Among the entries below, one stretch runs from the line that contains "Where can the moss" through the line that contains "Where can the red daisy". Repeat that stretch exactly, ends included, and only that.
──────── Source information
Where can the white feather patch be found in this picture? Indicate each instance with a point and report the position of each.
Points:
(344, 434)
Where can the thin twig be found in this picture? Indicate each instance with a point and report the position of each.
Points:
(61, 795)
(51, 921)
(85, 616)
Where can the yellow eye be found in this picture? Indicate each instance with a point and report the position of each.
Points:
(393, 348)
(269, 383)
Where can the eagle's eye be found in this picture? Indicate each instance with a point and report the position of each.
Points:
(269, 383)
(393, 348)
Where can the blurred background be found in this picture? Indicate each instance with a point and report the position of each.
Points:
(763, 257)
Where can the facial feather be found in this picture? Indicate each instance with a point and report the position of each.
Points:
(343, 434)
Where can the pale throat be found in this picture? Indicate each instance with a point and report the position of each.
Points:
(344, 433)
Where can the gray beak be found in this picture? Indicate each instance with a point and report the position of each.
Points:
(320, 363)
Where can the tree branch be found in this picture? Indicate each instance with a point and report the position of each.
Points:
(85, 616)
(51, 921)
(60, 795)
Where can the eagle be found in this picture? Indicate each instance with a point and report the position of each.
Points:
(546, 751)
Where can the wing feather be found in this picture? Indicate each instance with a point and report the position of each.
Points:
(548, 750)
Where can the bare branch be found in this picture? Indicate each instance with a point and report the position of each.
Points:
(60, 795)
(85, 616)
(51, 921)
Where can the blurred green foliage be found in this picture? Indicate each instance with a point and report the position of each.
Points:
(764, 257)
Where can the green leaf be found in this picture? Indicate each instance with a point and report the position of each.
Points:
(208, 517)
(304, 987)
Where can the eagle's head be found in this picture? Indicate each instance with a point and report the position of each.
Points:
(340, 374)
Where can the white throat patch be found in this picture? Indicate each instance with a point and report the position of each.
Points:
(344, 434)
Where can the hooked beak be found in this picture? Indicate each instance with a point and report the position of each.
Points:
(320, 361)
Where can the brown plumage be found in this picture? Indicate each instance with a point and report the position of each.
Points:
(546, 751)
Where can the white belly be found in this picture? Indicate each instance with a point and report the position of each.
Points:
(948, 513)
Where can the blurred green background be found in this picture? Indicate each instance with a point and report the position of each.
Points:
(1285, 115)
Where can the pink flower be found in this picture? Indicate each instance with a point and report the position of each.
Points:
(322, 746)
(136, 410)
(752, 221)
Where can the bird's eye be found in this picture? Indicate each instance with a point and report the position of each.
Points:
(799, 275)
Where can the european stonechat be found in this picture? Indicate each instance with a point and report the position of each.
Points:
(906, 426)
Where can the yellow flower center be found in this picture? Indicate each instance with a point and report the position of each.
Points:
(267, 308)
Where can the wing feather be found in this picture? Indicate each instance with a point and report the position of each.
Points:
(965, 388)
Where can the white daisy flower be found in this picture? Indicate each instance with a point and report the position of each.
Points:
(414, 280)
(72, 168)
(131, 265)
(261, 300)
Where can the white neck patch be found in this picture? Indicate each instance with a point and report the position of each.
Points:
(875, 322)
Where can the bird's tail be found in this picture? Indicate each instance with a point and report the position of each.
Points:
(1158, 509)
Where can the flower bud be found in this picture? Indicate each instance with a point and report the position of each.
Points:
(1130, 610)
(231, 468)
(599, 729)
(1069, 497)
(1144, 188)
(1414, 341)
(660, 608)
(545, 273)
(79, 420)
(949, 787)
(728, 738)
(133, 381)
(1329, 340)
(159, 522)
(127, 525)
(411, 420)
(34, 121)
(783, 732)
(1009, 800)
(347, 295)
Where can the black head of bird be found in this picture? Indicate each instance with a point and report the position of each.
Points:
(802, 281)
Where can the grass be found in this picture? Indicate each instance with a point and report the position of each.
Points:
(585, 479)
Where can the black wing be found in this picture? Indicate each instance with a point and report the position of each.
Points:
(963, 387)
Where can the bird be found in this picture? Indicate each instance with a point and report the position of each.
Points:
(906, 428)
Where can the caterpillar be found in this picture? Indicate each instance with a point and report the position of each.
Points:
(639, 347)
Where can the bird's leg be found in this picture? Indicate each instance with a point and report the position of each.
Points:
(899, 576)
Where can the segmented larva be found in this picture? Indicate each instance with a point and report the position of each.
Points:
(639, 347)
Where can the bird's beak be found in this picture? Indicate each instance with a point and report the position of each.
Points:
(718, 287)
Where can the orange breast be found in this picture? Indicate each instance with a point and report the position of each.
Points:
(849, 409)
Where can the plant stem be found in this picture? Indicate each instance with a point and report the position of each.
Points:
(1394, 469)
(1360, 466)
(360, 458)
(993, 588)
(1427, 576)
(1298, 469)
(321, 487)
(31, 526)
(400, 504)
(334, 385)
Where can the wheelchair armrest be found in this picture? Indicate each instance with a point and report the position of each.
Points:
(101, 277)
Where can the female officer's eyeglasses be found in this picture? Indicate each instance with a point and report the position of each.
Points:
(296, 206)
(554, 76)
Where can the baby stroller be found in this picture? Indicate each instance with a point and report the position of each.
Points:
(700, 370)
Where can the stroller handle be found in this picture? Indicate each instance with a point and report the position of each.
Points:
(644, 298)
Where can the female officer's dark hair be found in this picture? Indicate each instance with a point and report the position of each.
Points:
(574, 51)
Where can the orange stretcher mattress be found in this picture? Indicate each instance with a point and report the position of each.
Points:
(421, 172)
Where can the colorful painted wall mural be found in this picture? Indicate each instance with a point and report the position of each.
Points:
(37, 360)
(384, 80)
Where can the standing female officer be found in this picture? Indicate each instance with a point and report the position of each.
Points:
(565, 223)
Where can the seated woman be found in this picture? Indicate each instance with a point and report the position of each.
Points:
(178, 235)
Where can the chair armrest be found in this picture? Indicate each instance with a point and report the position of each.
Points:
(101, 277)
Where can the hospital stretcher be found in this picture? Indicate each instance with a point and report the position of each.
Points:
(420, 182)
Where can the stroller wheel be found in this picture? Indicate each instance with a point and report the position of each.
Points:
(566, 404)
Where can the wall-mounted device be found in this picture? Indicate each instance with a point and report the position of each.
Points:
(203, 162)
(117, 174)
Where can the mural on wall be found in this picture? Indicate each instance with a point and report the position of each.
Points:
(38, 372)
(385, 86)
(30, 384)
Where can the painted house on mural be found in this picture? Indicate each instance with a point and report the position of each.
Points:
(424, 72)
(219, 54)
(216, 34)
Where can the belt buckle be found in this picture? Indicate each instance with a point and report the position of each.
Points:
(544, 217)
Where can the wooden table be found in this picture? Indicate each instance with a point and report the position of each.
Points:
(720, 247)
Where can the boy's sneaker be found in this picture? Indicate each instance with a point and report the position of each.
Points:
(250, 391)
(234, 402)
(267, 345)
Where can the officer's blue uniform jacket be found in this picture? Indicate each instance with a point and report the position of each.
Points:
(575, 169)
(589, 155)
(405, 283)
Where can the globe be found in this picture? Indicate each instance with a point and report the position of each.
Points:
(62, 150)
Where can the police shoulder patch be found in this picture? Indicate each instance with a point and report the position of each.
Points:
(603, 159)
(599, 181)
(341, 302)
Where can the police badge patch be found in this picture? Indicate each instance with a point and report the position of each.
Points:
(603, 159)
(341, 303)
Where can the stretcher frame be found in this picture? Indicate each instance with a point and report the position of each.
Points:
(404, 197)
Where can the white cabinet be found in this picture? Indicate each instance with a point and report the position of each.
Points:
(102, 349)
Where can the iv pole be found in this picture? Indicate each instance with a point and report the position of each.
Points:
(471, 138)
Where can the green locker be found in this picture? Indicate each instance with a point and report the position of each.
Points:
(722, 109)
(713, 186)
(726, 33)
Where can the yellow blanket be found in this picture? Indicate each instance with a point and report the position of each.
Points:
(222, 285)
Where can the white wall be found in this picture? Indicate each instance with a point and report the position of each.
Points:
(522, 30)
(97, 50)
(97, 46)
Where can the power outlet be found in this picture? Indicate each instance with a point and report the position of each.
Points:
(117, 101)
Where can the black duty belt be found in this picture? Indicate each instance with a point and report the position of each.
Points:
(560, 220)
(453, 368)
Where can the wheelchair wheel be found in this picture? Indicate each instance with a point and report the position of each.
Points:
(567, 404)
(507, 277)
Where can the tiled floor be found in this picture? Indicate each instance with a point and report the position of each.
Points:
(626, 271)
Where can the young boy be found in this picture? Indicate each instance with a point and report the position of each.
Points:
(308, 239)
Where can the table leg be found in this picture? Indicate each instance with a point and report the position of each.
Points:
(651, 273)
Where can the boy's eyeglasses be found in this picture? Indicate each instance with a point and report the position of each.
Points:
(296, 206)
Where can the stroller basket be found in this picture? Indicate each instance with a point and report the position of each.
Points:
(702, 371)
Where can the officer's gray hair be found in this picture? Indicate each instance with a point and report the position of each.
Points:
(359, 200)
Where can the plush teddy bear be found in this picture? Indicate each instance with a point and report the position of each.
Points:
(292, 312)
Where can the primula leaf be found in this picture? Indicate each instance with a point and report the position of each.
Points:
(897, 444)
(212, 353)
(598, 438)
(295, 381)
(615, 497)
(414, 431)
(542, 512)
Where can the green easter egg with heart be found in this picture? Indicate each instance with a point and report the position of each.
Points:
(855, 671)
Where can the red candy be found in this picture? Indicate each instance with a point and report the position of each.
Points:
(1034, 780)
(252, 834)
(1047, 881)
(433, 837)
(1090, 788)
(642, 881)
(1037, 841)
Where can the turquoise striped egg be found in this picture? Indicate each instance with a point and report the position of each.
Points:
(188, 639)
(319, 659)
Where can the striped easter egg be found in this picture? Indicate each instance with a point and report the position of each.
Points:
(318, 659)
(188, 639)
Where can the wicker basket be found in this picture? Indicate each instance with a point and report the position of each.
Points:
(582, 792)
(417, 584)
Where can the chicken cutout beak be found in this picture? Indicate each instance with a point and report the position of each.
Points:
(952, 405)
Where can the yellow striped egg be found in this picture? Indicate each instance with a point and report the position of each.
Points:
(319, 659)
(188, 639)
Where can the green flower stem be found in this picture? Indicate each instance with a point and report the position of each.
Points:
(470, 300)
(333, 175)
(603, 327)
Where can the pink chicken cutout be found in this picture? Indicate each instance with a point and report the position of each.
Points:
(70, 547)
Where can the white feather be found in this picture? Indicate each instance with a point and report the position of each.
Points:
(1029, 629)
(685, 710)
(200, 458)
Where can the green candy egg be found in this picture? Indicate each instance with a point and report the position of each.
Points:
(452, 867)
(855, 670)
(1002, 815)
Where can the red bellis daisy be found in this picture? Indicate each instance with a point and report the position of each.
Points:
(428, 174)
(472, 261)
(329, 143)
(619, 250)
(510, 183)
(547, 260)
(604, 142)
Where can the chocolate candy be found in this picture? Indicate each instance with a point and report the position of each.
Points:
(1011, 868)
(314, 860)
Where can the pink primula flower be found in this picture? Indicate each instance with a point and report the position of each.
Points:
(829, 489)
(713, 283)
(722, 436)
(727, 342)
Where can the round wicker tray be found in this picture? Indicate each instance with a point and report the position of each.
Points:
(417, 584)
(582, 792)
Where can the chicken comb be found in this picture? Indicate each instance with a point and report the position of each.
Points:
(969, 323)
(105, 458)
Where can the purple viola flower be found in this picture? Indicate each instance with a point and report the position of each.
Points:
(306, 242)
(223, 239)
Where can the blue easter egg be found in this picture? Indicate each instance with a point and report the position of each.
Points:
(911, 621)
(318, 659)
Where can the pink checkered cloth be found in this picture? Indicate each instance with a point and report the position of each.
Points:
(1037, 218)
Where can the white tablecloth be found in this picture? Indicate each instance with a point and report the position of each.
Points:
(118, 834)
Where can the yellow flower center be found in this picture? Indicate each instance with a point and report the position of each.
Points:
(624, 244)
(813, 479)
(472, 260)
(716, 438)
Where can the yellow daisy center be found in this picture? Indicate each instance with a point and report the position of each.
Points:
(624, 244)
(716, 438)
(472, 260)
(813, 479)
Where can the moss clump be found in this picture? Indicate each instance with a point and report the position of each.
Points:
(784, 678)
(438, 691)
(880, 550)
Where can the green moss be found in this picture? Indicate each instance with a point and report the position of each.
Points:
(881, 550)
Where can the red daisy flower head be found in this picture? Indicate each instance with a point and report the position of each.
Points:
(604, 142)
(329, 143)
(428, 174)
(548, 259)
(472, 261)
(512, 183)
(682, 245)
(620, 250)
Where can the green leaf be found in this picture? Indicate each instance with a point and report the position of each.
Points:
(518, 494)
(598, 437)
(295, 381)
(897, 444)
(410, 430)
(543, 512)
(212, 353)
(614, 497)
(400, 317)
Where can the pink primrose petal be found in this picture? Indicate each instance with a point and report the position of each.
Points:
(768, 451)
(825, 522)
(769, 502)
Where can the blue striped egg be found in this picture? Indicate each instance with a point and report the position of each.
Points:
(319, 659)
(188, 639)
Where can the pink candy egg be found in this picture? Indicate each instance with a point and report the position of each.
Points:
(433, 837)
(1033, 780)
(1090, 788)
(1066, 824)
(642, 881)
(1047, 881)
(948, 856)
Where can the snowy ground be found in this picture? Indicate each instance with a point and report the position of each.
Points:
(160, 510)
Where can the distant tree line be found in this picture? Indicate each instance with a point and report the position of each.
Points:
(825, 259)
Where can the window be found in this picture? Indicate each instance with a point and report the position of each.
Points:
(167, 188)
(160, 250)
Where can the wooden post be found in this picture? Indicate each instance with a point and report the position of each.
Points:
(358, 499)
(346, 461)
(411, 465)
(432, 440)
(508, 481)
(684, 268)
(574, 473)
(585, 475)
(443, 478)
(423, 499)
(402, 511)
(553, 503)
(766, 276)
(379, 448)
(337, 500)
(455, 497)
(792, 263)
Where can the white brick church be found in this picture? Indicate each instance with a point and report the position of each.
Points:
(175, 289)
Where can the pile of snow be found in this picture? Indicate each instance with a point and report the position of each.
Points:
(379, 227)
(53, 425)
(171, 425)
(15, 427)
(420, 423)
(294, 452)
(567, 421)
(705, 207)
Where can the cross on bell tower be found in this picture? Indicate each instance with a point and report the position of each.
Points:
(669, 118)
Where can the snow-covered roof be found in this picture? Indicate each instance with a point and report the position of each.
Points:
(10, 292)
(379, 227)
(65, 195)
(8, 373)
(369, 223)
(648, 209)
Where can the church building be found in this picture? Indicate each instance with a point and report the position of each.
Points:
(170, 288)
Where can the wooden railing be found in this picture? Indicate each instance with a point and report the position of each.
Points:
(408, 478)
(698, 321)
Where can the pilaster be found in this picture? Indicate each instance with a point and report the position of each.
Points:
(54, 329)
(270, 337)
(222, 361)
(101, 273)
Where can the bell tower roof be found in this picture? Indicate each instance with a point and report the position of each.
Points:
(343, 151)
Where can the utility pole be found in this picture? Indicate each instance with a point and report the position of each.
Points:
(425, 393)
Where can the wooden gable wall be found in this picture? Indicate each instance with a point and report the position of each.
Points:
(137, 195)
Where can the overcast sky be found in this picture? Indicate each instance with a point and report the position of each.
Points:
────────────────
# [Result of this task]
Where can the moss clump be found in this picture? Indicate each instance with a point and report the position of each.
Points:
(784, 678)
(438, 691)
(880, 550)
Where can the green moss be found in this picture? Indicate each instance with a point and report the position of each.
Points:
(881, 550)
Where can the red daisy flower head be found in this picture? Indicate each instance with a point and report the position of each.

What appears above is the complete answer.